**Passage to read**
-------------------------
Gordov ordered his corps commanders on February 4 to begin committing their second echelon divisions to expand the penetration and, in particular, to seize crossings over the Luchesa. Although partly frozen, the river was almost 50m wide, 1.5m-4.5m deep, and had banks with 45-60 degrees of slope, making it a formidable obstacle for both tanks and infantry. The fresh assault was preceded by a 10-15-minute artillery raid. This led to a see-saw battle that raged along the river for three days for the possession of critical bridgeheads. The 199th was committed early on the right of the 95th with orders to drive across the river east of Porotkovo. However, it was unable to crush the German forces defending their own bridgehead at Noviki, nor was the 95th able to force a crossing of its own. A virtual stalemate continued to exist on February 7, and the cost to the attackers of 39th and 33rd Armies from February 4 to 6 was more than 3,600 men killed or wounded. After failing to break cleanly through the defenses after five days of combat, Sokolovskii and Gordov desperately sought a weak place in VI Corps' defenses. The 65th Corps was moved to new attack positions west of the VitebskOrsha railroad to launch a concerted assault with 81st Corps against the bridgehead at Noviki. Five more days of fighting began on February 8, and finally on February 11 succeeded in crossing the river northwest of Starintsy and seizing a lodgment at the village of Mikhailovo. After repelling numerous counterattacks the 95th and 164th Rifle Divisions managed to carve out a 2km-deep bridgehead based on Mikhailovo, while the 199th captured Noviki but left two smaller German bridgeheads intact north and south of Bukshtyny. Although Gordov insisted on continuing the assault for three more days after February 13 it proved utterly futile due to the attrition to the attacking forces.
-------------------------
**Data section**
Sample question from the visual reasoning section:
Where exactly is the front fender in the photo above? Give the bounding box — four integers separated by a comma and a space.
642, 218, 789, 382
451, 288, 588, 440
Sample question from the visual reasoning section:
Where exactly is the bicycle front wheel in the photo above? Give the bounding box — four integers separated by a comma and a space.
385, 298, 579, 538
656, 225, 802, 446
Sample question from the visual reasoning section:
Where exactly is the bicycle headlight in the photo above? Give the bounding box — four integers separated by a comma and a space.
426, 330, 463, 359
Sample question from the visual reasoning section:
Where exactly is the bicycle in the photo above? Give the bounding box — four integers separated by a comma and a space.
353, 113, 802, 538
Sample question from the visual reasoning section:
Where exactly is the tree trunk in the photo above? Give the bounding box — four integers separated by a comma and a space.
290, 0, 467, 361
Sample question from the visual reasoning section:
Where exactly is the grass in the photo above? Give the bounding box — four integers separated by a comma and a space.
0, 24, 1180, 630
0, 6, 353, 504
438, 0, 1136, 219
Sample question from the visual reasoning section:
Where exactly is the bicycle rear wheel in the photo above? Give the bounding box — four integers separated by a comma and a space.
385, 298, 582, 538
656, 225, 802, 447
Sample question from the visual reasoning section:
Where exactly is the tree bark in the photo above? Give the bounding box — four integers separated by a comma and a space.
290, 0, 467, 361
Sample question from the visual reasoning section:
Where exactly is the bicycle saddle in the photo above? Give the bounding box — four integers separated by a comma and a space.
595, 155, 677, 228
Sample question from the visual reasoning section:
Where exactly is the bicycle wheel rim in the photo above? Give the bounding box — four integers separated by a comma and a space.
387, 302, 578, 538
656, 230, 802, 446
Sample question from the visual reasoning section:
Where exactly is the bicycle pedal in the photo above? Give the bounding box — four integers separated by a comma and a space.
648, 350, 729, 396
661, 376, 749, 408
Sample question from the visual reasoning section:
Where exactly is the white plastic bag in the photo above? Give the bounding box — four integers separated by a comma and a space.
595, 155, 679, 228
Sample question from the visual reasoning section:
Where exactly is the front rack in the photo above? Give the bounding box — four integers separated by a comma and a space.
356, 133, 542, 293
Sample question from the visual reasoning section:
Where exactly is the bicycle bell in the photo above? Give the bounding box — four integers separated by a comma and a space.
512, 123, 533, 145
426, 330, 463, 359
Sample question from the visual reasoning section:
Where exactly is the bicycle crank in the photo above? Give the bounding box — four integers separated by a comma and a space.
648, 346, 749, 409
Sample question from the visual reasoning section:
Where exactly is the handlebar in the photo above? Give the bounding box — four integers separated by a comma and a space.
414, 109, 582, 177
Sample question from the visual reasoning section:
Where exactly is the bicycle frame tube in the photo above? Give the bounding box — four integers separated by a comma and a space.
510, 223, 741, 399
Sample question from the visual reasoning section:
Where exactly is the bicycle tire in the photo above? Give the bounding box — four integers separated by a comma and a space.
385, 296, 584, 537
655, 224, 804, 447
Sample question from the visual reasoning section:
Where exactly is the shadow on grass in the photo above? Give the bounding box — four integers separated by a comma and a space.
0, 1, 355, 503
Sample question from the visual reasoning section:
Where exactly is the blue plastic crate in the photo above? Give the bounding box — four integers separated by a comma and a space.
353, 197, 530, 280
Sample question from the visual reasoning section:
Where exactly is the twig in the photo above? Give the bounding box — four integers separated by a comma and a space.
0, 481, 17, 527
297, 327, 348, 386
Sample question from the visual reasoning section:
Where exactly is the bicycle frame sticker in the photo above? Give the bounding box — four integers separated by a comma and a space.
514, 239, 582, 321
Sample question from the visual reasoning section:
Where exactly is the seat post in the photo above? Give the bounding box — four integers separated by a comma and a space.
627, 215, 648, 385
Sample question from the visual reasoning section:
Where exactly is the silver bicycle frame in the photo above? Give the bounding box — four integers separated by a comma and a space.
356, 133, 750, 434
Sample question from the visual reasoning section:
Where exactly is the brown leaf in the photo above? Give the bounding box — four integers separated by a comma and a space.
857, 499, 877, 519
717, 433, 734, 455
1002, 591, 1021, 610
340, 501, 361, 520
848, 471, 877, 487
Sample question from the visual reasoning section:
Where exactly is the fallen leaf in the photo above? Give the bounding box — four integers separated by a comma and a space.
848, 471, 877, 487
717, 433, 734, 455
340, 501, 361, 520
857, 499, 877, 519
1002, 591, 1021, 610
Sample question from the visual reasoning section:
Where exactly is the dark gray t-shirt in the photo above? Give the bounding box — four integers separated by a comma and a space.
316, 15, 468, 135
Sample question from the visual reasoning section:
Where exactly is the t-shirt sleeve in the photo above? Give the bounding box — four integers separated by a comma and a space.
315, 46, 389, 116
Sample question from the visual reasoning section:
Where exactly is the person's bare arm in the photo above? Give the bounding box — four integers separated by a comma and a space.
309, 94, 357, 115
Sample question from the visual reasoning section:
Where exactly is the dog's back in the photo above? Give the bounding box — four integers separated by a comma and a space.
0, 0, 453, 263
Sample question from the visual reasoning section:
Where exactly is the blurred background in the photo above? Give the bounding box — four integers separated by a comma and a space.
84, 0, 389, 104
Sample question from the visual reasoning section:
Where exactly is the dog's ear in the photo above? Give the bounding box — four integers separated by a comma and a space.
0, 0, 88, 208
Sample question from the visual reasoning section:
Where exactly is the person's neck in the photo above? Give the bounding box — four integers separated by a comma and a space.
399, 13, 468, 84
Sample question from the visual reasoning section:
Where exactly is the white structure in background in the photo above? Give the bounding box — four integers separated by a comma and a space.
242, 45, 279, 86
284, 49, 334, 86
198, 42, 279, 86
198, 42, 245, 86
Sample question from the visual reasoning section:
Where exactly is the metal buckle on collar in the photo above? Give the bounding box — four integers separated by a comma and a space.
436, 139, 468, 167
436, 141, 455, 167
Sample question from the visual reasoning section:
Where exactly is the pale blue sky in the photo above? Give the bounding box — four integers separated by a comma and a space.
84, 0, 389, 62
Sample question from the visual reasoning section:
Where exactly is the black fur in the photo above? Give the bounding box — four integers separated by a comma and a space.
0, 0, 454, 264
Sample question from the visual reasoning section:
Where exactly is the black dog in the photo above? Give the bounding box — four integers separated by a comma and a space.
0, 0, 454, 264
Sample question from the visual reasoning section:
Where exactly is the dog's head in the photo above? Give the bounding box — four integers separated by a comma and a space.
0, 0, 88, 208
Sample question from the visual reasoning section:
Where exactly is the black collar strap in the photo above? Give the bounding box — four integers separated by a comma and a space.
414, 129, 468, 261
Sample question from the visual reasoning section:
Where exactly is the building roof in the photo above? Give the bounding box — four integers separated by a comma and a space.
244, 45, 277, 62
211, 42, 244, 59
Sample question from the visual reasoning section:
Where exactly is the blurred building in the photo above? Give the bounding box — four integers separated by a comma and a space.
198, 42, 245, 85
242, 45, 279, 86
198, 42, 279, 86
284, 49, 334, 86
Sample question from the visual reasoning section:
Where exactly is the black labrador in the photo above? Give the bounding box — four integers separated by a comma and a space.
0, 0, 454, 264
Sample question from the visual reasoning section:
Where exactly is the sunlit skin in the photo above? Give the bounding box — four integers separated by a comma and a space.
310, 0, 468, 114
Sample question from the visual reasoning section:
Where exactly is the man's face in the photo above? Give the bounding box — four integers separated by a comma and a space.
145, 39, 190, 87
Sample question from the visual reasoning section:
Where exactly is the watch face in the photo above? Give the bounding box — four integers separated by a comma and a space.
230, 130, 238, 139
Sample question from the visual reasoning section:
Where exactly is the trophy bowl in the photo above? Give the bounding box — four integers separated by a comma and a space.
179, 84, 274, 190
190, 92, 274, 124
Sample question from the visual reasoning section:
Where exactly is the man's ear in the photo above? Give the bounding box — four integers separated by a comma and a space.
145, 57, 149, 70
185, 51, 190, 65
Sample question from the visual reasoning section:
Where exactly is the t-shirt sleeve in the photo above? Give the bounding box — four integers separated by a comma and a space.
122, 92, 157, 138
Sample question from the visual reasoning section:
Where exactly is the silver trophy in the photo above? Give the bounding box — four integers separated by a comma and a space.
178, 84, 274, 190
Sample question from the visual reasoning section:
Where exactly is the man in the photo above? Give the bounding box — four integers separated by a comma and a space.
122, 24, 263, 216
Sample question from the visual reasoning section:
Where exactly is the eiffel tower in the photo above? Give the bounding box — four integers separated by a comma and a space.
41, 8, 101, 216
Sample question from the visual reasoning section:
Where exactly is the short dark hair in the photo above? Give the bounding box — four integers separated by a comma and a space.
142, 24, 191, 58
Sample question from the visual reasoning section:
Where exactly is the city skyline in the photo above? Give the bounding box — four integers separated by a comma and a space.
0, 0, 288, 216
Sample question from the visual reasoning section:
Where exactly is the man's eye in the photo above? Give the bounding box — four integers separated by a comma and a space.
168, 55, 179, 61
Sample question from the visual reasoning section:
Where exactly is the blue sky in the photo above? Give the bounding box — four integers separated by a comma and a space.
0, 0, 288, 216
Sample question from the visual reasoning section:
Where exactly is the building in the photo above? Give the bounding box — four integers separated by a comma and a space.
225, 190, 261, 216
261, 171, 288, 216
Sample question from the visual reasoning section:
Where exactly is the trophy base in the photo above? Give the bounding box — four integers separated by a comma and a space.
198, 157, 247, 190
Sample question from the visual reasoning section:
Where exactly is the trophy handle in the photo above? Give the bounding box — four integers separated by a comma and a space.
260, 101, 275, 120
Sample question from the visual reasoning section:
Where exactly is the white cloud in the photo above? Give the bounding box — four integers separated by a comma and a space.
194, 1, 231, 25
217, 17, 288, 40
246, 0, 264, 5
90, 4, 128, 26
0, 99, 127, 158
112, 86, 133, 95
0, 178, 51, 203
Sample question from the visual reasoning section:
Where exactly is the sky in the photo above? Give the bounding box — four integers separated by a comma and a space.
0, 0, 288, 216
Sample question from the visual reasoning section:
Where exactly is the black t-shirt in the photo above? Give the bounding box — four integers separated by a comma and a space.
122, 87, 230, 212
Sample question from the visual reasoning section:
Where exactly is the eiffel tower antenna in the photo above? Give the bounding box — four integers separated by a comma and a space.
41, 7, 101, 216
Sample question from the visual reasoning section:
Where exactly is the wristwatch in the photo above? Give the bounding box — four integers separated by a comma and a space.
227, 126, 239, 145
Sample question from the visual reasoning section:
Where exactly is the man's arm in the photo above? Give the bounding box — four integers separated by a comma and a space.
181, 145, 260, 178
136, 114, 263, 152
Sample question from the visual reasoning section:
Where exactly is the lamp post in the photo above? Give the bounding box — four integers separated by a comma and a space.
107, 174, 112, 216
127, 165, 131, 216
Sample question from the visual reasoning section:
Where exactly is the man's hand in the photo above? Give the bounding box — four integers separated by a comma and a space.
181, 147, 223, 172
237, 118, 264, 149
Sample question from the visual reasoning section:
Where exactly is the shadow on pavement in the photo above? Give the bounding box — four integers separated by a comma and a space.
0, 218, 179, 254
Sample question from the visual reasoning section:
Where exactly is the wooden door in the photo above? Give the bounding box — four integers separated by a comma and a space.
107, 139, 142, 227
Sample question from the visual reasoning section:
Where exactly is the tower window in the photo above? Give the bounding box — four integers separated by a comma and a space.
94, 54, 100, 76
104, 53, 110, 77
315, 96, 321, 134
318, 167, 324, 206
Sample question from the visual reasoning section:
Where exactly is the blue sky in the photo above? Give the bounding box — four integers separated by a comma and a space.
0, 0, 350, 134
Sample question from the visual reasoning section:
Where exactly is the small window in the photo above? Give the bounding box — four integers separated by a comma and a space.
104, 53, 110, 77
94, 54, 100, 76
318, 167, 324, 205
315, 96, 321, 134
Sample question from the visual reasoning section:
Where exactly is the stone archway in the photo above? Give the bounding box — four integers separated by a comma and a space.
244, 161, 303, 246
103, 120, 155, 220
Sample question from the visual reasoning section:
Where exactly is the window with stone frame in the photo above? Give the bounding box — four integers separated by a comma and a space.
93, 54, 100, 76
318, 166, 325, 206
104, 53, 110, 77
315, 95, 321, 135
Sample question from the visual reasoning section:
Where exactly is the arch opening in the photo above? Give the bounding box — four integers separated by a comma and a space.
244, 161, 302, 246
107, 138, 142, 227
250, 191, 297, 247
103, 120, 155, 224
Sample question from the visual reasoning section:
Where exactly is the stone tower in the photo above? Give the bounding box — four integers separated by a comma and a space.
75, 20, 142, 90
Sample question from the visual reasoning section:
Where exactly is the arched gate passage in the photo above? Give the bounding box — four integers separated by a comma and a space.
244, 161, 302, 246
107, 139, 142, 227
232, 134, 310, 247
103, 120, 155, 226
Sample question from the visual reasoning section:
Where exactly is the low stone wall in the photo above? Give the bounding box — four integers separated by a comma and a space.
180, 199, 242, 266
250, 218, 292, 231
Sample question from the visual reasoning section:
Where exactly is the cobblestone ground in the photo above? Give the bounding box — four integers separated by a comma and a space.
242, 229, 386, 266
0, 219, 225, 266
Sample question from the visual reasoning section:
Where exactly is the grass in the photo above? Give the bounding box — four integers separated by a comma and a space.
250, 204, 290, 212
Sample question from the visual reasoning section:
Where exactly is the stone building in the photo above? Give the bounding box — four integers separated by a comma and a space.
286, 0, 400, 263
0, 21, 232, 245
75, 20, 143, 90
-------------------------
**Required work**
Pick up the account of the fighting along the Luchesa River from where it stops and continue it.

**Answer section**
Later in February the 199th was transferred 65th Corps, joining the 371st Division. On February 28 it was located north of Bukshtyny. Sokolovskii was now planning for a renewed offensive across the Luchesa, again using the 33rd Army as his main shock group. 65th Corps was to force a crossing near Noviki and capture Sosnovka. Altogether, nine rifle divisions of the Army were concentrated on the Luchesa front, supported by six tank brigades with 87 tanks. These faced the 197th and 299th Infantry Divisions of VI Corps.

Before the assault could begin the commander of the 3rd Panzer Army, Col. Gen. G.-H. Reinhardt, disrupted the plan by shortening his defensive line around the city. The STAVKA took this as a preliminary to a full withdrawal from the Vitebsk salient, and ordered a pursuit. At dawn on February 28 the three rifle corps of 33rd Army struck hard at VI Corps along and forward of the Luchesa after an artillery preparation. From the very outset the battle proved both intense and largely futile for Sokolovskii. The 199th and 144th Divisions captured the German bridgehead at Bukshtyny and then, on March 1, jointly forced their way across the Luchesa, seizing a small lodgment on the west bank on the approaches to Shuki. The heavy fighting raged on at Shuki through March 3-5 as Gordov concentrated all his available forces in an attempt to enlarge the bridgehead. However, Reinhardt reinforced the threatened sector with a battlegroup from 299th Infantry plus several battalions from 5th Jäger Division. These reinforcements finally counterattacked and recaptured most, although not all, of the bridgehead. With the Army's second echelon divisions already sent north for the "pursuit" there was nothing Gordov and Sokolovskii could do but look on in dismay. By March 5 the offensive ground to a halt after only minimal gains.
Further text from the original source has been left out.